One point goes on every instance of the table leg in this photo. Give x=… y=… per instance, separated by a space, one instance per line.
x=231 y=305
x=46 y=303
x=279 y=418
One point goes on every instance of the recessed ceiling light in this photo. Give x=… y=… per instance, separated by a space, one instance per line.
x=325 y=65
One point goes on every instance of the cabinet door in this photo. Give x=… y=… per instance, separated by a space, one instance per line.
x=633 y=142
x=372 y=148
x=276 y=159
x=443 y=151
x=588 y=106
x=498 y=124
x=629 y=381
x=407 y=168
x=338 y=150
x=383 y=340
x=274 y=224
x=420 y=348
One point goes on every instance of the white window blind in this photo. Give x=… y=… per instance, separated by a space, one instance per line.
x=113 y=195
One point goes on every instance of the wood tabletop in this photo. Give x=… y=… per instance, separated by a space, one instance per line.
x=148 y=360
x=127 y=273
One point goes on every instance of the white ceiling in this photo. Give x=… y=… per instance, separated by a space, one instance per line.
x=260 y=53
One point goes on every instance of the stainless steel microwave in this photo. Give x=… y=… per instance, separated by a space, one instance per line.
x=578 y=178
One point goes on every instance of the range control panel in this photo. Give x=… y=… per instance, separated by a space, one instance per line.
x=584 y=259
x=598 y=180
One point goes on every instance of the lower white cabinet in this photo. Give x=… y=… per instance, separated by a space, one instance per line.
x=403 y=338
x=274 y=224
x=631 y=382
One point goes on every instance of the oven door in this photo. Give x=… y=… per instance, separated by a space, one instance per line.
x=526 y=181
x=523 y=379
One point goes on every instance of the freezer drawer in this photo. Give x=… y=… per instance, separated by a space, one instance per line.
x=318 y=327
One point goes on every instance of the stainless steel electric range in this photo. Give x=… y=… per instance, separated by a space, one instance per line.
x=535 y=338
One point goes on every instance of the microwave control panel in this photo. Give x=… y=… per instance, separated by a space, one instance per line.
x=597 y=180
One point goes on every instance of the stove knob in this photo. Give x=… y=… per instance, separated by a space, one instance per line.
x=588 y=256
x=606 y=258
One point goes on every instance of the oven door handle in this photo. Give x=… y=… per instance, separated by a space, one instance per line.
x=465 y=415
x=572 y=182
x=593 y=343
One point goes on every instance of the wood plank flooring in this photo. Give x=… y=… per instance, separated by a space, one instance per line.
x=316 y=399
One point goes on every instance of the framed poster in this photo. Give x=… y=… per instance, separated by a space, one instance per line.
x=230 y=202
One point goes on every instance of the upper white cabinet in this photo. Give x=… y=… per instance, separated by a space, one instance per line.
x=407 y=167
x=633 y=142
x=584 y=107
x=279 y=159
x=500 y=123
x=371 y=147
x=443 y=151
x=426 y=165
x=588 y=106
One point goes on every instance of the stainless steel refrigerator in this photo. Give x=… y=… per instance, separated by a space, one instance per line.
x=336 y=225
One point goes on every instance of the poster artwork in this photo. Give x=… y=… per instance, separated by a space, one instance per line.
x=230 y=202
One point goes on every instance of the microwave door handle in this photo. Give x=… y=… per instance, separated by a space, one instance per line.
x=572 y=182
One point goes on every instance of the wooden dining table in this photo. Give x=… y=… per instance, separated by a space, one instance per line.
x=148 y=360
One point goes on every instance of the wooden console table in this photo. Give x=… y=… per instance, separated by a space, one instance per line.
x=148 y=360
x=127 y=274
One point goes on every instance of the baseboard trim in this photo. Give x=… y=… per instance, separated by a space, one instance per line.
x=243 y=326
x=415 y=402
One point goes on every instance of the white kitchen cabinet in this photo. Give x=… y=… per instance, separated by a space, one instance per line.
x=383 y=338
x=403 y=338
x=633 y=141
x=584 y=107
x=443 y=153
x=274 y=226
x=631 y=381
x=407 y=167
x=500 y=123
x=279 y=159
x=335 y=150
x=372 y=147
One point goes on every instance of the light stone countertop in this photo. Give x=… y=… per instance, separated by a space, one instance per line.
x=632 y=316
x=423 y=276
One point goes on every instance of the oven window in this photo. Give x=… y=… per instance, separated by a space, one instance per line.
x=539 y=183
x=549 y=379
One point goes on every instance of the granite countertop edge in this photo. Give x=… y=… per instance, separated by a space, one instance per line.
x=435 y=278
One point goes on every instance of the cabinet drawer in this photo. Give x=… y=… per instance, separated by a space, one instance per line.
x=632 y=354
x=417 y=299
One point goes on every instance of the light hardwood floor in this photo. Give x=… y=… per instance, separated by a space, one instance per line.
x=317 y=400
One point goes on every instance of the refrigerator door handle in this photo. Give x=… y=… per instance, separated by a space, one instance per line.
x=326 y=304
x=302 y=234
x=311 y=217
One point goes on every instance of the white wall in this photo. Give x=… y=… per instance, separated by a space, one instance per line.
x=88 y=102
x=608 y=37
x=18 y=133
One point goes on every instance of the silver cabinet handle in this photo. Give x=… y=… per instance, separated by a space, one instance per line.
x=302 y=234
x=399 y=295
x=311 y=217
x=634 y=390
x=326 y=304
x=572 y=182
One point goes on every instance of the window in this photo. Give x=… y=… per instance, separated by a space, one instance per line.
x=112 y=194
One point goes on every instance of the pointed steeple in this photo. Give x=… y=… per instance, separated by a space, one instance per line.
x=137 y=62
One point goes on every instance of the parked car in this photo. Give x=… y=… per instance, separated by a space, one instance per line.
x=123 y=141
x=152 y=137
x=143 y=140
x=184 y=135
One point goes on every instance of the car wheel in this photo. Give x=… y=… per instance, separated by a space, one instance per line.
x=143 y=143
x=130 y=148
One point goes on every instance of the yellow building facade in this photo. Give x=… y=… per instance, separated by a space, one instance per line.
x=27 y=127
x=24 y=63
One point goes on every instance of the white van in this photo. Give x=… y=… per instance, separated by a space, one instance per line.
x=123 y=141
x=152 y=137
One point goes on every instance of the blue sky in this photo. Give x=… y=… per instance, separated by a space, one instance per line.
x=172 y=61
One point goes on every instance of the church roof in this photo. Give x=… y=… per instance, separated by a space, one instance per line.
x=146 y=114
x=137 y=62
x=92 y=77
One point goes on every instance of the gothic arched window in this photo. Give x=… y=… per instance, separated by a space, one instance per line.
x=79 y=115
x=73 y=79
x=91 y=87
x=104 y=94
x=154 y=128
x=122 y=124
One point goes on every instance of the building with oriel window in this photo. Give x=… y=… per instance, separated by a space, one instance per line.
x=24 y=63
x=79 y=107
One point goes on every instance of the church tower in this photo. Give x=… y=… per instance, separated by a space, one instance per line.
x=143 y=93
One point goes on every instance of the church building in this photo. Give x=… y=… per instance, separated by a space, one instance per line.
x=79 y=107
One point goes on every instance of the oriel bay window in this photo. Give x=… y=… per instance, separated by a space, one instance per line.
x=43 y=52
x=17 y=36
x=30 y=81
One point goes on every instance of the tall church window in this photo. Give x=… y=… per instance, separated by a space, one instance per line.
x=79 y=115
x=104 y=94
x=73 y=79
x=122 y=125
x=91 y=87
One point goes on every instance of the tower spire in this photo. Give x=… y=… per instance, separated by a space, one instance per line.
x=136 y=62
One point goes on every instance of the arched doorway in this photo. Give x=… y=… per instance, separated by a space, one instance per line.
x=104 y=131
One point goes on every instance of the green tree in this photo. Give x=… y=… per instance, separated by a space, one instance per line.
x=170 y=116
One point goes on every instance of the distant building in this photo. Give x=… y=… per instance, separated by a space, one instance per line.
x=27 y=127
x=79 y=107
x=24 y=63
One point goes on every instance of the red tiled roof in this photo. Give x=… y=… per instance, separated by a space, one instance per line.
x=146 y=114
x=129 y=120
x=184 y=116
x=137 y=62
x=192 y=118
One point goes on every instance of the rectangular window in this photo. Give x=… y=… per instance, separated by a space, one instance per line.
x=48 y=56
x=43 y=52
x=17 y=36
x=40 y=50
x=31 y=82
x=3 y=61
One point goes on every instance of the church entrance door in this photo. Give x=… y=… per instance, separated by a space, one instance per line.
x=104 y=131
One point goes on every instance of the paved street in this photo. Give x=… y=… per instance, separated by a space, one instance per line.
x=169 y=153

**Exercise aim**
In the listing above, the line with "One point goes on every instance of the tower" starts the part to copy. Copy it through the last line exactly, with nothing else.

**Answer box**
One point goes on every instance of the tower spire in this photo. Give x=… y=… per instance, separated by a space, one instance per line.
x=136 y=62
One point goes on every instance of the arched doorway in this photo. Give x=… y=… per instance, separated by a space, one instance per line.
x=104 y=131
One point goes on every instance of the green tree in this photo. Give x=… y=… per instance, separated by a space, one instance per line.
x=170 y=116
One point goes on every instance of the distant building in this photo. Give x=… y=… per instance, separated by a space, one instance per line.
x=27 y=127
x=79 y=107
x=24 y=63
One point goes on every instance of the red tiled roof in this photo. Give x=… y=… per instance, separated by a space, one instance per line.
x=146 y=114
x=129 y=120
x=184 y=116
x=137 y=62
x=192 y=118
One point goes on every instance of the rectangular window in this photo. Give x=… y=… per instance, separated by a space, one instance per line.
x=48 y=56
x=43 y=52
x=17 y=36
x=40 y=50
x=31 y=82
x=3 y=61
One point goes on every instance of the church entrance door in this photo. Give x=… y=… per instance, separated by a space, one instance per line.
x=104 y=131
One point goes on every instance of the paved street in this photo. Give x=… y=… per instance, separated by a space, one instance per line.
x=169 y=153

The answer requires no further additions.